[Listed records]
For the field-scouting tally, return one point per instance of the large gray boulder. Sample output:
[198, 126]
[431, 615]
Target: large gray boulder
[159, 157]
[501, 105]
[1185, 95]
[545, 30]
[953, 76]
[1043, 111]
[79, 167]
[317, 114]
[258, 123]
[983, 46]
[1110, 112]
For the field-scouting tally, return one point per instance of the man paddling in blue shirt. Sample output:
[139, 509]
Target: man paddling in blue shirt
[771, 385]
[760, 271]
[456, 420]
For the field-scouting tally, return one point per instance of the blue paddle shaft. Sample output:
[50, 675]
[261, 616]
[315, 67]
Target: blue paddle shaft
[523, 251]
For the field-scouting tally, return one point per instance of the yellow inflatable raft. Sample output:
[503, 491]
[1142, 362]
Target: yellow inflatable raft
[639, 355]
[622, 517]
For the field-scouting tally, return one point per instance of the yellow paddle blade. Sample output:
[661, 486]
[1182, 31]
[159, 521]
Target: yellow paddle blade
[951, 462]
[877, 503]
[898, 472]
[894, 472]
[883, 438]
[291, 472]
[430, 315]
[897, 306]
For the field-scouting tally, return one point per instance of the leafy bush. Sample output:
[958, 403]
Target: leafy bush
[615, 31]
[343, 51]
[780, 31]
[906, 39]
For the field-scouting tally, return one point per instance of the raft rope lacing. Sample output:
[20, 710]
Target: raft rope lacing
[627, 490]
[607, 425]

[Problem]
Rewrite the entries from the line containing "of the leafy" through the last line, putting "green shrub" wherever "leafy bush" appears and keeping everything else the same.

[Answer to this task]
For the field-scouting tally, return one point per instance of the green shrub. Sample output:
[958, 403]
Target: green shrub
[615, 31]
[343, 51]
[780, 31]
[906, 39]
For the field-scouting tally, return one point per instance of the raft rope lacing. Sample output:
[20, 710]
Target: raft rope lacing
[627, 490]
[607, 425]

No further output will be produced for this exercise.